*Written problem*.
Please recast the data as a numbered list with blank lines dropped, beginning at the line that contains "wavy hair. Keep to one point per instance." and running through the end of the data.

*Information given*.
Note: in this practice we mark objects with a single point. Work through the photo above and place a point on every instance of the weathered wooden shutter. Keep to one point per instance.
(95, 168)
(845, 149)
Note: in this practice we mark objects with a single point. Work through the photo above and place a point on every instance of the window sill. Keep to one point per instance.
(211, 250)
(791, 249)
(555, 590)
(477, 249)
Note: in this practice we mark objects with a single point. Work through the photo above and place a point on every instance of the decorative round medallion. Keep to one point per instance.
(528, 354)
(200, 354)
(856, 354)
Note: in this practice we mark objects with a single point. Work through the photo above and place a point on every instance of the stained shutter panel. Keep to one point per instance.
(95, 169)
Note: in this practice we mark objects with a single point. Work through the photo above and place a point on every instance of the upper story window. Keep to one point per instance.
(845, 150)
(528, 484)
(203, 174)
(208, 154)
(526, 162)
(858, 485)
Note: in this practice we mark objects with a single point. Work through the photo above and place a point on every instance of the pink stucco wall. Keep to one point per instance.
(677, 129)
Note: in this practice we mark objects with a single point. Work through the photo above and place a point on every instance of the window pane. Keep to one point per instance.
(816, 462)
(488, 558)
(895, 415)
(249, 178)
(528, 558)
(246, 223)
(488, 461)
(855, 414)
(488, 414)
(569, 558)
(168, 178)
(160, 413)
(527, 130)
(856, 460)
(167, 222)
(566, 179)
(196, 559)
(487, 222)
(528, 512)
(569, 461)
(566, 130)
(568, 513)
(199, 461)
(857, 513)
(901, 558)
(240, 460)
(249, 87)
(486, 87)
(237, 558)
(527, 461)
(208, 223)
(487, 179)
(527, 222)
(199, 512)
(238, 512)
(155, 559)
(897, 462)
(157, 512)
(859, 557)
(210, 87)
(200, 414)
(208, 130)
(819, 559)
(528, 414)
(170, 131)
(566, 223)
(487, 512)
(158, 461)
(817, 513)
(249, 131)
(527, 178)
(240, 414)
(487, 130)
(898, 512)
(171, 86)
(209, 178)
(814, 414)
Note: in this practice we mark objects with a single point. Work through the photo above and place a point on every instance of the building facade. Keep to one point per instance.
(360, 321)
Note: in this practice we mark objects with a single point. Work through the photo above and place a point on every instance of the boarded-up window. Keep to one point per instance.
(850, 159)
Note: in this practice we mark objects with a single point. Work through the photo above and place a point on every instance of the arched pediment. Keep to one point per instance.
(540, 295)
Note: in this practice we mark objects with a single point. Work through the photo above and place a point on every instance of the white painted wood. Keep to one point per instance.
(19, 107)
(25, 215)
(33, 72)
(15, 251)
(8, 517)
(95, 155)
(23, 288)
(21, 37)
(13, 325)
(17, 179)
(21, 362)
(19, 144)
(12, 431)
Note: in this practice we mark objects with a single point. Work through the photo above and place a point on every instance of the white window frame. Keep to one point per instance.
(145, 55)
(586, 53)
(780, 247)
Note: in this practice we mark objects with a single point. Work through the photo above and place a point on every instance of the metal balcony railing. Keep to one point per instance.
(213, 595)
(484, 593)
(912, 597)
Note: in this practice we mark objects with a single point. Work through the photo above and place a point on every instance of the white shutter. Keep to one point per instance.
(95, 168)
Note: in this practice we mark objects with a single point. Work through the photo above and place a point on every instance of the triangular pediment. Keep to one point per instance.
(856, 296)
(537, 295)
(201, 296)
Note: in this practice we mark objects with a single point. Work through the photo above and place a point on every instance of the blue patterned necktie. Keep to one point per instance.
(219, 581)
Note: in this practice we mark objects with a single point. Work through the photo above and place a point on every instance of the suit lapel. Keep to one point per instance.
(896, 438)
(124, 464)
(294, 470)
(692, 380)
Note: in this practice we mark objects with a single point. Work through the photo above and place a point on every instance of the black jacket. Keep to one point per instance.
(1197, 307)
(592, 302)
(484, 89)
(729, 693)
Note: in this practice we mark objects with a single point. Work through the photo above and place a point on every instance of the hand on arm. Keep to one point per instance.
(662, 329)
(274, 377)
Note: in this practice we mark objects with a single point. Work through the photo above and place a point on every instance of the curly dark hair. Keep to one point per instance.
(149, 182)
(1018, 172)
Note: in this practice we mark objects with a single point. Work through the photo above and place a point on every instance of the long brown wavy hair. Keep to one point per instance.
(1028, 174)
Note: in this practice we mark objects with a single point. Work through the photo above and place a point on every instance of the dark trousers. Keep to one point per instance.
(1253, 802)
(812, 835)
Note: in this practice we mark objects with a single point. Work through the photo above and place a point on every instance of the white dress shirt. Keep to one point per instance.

*Solution for this exercise*.
1. Note: in this practice we mark objects with a single point. Work through the photo above and place a point on every instance of the long brown wavy hair. Keep to one point per instance.
2. (1028, 174)
3. Note: in this practice we mark objects with a single point. Work through the photo above and place a point on every instance of the dark trousers. Keep to one point per instance.
4. (1253, 802)
5. (812, 835)
6. Note: in this practice we mark objects with a single point. Work through the photo above and place a point on every instance of the white dress shirt. Keep to one point per instance.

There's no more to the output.